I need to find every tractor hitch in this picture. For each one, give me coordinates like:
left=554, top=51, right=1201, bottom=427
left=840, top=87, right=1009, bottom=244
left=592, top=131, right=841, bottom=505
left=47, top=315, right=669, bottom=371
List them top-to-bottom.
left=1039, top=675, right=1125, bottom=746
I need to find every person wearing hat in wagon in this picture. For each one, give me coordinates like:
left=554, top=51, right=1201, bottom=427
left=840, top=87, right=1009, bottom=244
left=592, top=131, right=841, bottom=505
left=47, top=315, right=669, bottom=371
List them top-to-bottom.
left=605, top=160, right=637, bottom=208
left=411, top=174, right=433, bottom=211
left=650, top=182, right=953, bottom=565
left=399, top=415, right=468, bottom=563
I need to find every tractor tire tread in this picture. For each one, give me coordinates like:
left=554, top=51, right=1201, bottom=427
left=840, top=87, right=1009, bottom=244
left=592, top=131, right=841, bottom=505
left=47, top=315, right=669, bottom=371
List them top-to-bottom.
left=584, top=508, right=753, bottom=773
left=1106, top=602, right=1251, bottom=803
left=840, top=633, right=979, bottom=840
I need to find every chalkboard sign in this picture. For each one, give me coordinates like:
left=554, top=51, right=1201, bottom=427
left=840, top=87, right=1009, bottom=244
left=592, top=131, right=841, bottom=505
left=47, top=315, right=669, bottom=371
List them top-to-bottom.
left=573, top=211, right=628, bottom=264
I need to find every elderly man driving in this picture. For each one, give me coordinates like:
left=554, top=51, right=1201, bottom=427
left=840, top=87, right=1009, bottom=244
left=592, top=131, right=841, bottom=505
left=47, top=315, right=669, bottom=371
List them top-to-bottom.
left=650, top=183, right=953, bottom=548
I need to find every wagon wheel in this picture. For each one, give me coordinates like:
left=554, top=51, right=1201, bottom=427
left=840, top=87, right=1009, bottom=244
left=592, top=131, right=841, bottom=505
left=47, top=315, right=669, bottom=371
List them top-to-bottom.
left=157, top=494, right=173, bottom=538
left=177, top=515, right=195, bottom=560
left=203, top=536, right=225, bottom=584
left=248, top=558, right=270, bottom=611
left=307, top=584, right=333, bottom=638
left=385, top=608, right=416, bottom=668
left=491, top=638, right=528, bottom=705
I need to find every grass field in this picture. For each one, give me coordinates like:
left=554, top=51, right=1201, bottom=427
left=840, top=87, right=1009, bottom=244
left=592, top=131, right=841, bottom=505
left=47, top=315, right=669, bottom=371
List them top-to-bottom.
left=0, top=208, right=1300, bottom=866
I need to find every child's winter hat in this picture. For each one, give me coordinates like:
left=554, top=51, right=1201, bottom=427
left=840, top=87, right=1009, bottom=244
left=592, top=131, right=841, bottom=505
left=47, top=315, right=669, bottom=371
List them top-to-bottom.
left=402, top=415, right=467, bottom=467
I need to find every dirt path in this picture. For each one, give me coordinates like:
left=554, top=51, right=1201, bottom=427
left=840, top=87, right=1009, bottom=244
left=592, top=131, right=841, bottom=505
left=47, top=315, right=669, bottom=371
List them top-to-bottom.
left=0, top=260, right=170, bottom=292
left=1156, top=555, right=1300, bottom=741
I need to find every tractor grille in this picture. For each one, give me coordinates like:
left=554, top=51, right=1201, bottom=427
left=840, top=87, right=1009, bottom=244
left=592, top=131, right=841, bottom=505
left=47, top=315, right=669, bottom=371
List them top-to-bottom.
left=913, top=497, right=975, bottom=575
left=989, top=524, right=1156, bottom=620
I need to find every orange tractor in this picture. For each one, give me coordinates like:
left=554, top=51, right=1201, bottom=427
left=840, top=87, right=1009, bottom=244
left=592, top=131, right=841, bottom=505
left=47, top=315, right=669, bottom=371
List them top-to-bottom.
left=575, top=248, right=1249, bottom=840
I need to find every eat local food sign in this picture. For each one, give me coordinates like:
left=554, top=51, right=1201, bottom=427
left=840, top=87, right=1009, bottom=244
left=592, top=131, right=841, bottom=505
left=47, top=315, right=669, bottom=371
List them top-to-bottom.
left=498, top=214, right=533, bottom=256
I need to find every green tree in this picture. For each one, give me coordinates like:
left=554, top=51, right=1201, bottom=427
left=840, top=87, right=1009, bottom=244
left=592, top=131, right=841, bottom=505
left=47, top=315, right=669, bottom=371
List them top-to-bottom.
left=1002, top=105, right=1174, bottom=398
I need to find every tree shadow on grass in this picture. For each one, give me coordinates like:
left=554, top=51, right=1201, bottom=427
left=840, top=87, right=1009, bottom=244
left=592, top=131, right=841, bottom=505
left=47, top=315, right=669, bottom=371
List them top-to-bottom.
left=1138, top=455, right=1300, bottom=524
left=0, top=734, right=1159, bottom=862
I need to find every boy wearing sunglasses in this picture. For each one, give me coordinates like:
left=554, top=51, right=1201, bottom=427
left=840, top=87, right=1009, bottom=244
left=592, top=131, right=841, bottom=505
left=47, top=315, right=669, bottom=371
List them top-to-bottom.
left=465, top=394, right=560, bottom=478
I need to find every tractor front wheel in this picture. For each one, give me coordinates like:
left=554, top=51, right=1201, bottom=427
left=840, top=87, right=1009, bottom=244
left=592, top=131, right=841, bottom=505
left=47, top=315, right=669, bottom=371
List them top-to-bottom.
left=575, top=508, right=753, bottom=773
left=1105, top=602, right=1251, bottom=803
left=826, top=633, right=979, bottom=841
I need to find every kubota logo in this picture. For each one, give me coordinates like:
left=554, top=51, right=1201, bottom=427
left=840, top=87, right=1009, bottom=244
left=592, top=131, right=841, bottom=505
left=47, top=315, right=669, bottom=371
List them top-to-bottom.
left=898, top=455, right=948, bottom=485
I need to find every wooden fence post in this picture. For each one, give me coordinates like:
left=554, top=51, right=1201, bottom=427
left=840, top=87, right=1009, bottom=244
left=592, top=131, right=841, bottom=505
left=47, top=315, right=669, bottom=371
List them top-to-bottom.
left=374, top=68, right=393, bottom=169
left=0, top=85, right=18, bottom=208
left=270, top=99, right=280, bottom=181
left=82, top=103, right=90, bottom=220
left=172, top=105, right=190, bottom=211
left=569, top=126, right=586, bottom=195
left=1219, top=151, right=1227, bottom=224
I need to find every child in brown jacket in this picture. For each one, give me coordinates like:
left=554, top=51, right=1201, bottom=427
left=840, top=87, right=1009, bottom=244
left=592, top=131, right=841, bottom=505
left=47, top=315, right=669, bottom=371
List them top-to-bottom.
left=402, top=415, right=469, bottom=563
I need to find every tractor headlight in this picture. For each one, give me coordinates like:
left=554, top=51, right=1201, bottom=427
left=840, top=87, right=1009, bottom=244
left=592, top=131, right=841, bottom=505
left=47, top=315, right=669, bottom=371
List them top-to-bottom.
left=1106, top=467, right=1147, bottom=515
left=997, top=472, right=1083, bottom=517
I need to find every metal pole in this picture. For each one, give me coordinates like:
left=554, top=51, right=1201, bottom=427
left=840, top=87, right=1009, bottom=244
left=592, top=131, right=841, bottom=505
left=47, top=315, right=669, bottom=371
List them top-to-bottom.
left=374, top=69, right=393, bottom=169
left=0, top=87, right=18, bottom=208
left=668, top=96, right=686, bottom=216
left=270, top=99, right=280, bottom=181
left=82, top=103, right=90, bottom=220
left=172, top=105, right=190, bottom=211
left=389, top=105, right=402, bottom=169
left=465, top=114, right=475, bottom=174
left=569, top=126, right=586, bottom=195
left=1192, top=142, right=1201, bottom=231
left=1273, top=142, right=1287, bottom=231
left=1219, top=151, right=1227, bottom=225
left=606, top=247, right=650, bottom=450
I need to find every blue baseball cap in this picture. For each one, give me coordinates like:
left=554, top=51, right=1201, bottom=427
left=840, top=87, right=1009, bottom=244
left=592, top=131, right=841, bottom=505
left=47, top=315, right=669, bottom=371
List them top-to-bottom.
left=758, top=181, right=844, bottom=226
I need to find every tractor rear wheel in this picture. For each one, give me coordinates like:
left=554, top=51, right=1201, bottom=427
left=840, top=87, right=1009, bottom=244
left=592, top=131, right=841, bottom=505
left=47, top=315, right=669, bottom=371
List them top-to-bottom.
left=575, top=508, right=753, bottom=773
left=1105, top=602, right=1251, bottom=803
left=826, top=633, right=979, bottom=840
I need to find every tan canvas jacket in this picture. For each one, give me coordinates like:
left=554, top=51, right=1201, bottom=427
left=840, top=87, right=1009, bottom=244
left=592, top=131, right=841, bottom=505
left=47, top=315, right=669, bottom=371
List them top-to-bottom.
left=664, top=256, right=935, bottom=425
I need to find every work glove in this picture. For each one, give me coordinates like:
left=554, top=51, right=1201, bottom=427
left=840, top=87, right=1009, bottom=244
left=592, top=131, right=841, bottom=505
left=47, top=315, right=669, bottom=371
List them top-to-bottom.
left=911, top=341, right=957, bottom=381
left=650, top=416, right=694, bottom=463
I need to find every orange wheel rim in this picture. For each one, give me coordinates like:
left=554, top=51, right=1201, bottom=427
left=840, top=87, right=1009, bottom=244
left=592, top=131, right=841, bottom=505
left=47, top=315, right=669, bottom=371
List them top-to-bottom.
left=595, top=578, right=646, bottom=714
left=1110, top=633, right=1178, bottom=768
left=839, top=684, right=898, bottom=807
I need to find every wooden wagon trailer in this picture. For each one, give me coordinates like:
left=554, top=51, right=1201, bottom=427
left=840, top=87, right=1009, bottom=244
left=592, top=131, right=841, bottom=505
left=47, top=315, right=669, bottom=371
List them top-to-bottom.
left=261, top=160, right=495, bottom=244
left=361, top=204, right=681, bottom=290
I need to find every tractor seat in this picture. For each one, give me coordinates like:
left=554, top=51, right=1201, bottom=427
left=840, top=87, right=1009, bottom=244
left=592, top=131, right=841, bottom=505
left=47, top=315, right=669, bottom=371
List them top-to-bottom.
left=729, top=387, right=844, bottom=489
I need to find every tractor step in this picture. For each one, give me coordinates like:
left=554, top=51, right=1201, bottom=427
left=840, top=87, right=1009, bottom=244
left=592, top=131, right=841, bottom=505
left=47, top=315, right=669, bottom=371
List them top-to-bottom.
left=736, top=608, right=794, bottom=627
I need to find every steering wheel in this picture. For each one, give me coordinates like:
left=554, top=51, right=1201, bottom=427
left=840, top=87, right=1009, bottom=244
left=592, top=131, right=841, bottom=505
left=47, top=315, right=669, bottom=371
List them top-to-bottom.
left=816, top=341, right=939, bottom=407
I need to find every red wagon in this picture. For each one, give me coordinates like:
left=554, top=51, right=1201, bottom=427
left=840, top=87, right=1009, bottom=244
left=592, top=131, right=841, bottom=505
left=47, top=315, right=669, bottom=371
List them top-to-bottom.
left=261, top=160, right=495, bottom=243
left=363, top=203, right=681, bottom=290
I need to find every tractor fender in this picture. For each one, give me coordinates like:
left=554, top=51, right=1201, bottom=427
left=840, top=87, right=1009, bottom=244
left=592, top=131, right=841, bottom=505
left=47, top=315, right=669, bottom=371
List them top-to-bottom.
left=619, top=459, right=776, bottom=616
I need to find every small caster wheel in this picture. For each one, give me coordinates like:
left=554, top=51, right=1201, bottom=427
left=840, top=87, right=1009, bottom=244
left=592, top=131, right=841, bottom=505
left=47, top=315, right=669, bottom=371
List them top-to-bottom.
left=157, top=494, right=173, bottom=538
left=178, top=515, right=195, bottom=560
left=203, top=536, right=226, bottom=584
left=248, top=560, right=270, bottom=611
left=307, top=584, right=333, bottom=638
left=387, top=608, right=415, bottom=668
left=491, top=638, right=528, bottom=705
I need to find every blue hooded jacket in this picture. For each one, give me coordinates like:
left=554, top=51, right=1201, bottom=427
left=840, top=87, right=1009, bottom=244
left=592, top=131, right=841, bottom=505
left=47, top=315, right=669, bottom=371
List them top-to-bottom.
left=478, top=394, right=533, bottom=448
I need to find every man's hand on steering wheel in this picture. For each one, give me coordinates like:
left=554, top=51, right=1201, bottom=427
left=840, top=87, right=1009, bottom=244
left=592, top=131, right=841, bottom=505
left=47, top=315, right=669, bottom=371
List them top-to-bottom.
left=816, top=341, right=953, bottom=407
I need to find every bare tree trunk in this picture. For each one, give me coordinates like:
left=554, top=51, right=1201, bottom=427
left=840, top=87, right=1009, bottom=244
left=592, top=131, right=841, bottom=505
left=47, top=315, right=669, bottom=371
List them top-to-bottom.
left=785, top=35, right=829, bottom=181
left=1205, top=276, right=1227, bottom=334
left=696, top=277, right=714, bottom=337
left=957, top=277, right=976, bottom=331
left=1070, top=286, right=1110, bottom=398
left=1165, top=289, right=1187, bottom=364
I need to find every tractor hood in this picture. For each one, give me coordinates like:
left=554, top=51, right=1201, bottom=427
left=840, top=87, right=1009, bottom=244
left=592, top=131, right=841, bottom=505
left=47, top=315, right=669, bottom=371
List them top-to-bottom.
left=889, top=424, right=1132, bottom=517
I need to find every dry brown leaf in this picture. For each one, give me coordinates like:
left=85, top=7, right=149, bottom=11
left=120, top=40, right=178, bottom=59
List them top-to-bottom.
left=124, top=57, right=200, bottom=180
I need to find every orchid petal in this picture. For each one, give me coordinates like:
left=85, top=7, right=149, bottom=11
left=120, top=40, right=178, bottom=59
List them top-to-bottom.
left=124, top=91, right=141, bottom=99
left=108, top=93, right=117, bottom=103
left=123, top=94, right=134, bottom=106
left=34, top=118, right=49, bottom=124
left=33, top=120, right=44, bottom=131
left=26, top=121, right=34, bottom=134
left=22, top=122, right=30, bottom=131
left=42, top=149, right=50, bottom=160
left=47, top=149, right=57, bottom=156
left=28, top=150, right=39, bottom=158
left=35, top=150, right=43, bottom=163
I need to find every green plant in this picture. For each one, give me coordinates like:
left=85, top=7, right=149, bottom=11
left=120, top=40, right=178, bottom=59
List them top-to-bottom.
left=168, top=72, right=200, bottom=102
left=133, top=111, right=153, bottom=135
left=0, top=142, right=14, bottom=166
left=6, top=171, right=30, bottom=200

☆ ☆ ☆ ☆ ☆ ☆ ☆

Write out as a numbered list, leaving out blank lines, the lines of the records above, starting at the line that contains "I need to find every wagon" and ending at the line that contains "left=989, top=524, right=1156, bottom=620". Include both of those lines.

1. I need to find every wagon wheel in this picture. For each one, give me coordinates like:
2. left=554, top=51, right=1201, bottom=427
3. left=840, top=87, right=1009, bottom=244
4. left=592, top=131, right=841, bottom=505
5. left=47, top=315, right=669, bottom=371
6. List them top-to-bottom.
7. left=157, top=494, right=173, bottom=538
8. left=177, top=515, right=195, bottom=560
9. left=203, top=536, right=225, bottom=584
10. left=248, top=558, right=270, bottom=611
11. left=307, top=584, right=333, bottom=638
12. left=385, top=608, right=416, bottom=668
13. left=491, top=638, right=528, bottom=705
14. I need to find every grass field in this picture. For each one, give me coordinates like:
15. left=554, top=51, right=1201, bottom=427
16. left=840, top=87, right=1009, bottom=244
17. left=592, top=131, right=841, bottom=505
18. left=47, top=315, right=669, bottom=371
19. List them top-to-bottom.
20. left=0, top=208, right=1300, bottom=866
21. I need to find every child's winter hat in this picture. For each one, give me coordinates like:
22. left=554, top=51, right=1201, bottom=427
23. left=840, top=87, right=1009, bottom=244
24. left=592, top=131, right=841, bottom=505
25. left=47, top=315, right=669, bottom=371
26. List them top-to-bottom.
27. left=402, top=415, right=467, bottom=467
28. I need to find every dirt path in this picture. For each one, give me coordinates like:
29. left=554, top=51, right=1201, bottom=427
30. left=840, top=87, right=1009, bottom=244
31. left=592, top=131, right=841, bottom=505
32. left=47, top=315, right=669, bottom=371
33. List them top-to-bottom.
34. left=0, top=260, right=170, bottom=292
35. left=1156, top=555, right=1300, bottom=741
36. I need to find every tractor grille in this picture. For each one, give me coordinates like:
37. left=554, top=51, right=1201, bottom=427
38. left=840, top=87, right=1009, bottom=244
39. left=592, top=131, right=841, bottom=505
40. left=47, top=315, right=669, bottom=371
41. List them top-to-bottom.
42. left=913, top=497, right=975, bottom=575
43. left=989, top=524, right=1156, bottom=620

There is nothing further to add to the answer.